**Activity:** Lay out the listing as a Markdown table with the columns Row and Line, starting at the top and running through the line containing "positive clicks: (19, 71)", both ends included. Skip blank lines, and leave the pictures out.

[Data excerpts]
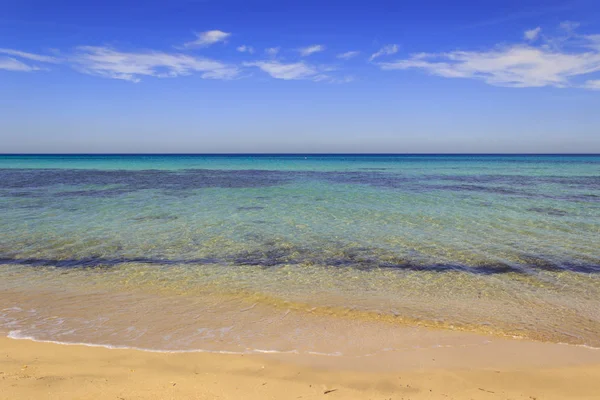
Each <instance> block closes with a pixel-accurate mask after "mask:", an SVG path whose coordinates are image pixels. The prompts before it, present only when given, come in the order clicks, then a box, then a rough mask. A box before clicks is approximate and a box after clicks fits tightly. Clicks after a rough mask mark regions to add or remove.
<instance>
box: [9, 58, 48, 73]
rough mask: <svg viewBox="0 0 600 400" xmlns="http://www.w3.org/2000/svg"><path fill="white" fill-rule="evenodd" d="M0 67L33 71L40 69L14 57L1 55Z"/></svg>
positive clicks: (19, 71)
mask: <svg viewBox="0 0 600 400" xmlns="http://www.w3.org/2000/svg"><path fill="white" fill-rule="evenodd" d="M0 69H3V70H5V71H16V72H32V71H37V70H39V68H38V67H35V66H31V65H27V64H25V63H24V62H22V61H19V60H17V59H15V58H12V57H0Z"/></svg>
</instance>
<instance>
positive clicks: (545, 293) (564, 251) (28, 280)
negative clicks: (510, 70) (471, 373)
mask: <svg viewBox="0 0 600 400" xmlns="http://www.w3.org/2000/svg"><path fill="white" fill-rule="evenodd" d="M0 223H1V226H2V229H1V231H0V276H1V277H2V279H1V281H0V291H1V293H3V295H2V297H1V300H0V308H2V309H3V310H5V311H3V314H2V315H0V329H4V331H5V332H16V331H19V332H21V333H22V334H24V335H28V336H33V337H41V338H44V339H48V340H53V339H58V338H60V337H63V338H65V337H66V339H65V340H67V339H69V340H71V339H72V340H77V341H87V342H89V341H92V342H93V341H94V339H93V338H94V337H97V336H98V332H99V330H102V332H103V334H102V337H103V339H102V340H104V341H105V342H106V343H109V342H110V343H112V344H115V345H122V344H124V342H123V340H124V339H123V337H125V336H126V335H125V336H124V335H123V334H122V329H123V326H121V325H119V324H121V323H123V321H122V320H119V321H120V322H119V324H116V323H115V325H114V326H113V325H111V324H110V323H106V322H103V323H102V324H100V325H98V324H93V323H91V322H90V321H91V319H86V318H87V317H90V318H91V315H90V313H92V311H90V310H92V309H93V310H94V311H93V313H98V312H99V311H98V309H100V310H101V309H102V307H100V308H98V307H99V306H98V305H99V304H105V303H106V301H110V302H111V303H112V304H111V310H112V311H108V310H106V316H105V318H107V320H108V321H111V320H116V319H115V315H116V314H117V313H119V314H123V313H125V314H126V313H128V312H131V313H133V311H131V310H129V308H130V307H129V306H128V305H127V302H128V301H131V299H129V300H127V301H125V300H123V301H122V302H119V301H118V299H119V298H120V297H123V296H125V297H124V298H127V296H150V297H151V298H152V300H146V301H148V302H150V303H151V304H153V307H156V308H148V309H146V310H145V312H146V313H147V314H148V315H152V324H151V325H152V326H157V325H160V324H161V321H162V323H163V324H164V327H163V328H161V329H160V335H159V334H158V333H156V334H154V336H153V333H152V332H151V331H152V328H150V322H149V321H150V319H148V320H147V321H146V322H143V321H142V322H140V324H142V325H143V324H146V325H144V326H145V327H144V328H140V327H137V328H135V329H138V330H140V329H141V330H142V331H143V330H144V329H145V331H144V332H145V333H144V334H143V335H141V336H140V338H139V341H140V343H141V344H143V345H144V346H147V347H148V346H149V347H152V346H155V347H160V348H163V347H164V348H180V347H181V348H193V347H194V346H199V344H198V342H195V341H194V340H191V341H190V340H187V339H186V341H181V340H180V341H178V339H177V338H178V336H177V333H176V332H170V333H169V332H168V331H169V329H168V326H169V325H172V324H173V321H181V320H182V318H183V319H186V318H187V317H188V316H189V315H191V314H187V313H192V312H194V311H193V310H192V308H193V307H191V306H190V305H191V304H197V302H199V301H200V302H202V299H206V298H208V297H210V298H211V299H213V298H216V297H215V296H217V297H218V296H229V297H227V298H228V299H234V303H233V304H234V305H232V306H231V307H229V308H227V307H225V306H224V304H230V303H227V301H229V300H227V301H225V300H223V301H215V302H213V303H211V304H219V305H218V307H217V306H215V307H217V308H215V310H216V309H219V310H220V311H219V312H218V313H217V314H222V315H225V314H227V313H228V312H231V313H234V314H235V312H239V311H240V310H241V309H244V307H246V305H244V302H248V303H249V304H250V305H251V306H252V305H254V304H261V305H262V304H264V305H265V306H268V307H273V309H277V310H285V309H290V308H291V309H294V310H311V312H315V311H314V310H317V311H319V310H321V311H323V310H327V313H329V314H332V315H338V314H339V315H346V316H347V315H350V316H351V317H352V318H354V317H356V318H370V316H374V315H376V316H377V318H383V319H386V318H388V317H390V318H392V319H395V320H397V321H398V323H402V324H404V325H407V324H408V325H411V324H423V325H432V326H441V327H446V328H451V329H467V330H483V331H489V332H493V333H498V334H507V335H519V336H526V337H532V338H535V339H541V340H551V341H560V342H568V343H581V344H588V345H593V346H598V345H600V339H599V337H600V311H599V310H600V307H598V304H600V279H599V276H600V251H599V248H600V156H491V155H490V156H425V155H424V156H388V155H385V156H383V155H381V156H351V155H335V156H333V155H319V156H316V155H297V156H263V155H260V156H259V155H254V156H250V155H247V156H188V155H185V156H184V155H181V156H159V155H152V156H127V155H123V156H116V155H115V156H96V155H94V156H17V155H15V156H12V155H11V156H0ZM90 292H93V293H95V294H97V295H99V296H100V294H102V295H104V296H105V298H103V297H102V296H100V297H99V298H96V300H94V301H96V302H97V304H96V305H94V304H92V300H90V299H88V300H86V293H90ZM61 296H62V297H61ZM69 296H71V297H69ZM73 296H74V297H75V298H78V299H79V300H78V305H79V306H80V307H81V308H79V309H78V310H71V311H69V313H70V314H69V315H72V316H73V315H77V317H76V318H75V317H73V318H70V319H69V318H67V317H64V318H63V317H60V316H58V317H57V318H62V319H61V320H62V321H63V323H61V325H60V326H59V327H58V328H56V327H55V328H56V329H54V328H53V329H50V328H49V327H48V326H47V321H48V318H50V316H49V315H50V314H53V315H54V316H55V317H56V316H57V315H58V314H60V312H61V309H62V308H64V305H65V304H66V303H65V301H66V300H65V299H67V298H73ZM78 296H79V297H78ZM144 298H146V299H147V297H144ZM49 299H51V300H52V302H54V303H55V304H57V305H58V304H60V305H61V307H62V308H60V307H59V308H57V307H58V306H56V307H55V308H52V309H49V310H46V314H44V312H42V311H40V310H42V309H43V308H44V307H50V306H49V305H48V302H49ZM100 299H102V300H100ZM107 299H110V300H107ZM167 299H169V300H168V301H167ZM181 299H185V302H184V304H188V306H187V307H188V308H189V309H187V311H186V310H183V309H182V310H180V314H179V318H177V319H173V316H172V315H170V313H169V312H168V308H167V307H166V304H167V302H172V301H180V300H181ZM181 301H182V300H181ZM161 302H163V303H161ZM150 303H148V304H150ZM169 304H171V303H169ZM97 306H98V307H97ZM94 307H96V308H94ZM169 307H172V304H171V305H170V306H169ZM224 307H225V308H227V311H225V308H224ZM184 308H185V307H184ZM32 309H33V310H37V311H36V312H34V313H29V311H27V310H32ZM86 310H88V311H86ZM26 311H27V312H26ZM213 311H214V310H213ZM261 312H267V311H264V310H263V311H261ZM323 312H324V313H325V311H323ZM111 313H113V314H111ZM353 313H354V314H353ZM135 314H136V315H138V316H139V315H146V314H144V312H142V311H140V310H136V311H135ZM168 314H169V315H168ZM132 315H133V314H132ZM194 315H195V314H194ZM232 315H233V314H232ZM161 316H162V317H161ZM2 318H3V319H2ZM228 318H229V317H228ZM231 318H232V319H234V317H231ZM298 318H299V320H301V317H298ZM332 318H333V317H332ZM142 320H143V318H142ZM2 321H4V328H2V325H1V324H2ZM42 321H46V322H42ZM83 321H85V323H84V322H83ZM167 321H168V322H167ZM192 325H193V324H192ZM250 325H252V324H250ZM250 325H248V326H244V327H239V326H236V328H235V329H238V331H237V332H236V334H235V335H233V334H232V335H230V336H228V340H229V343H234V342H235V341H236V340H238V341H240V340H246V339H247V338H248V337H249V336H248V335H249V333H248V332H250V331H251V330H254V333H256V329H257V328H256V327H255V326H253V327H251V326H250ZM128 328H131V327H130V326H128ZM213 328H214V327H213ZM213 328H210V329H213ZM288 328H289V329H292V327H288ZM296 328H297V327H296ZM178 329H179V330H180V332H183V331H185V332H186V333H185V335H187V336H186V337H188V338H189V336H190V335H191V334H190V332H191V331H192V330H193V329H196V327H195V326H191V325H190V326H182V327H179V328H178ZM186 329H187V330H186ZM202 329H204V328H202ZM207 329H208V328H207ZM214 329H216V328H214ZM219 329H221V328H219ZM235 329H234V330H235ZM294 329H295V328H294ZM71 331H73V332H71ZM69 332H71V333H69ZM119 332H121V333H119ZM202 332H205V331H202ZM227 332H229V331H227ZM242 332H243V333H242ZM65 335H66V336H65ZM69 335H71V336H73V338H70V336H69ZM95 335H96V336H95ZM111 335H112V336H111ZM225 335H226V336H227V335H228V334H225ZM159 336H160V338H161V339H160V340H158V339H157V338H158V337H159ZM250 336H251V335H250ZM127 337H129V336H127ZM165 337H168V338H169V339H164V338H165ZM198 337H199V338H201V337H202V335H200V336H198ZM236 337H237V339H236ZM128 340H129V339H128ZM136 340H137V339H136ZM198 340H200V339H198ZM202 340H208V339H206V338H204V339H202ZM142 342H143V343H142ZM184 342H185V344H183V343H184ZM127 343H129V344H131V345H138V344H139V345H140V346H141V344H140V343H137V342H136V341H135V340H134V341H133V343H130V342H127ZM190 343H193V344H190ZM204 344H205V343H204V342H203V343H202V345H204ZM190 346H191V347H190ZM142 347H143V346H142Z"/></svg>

**Result of the task:**
| Row | Line |
|---|---|
| 1 | Each <instance> block closes with a pixel-accurate mask after "mask:", an SVG path whose coordinates are image pixels. The prompts before it, present only when given, come in the order clicks, then a box, then a rough mask. A box before clicks is approximate and a box after clicks fits tightly. Clicks after a rough mask mark regions to add or remove. |
| 2 | <instance> |
| 3 | box: [9, 58, 48, 73] |
| 4 | rough mask: <svg viewBox="0 0 600 400" xmlns="http://www.w3.org/2000/svg"><path fill="white" fill-rule="evenodd" d="M0 67L33 71L40 69L14 57L1 55Z"/></svg> |
| 5 | positive clicks: (19, 71) |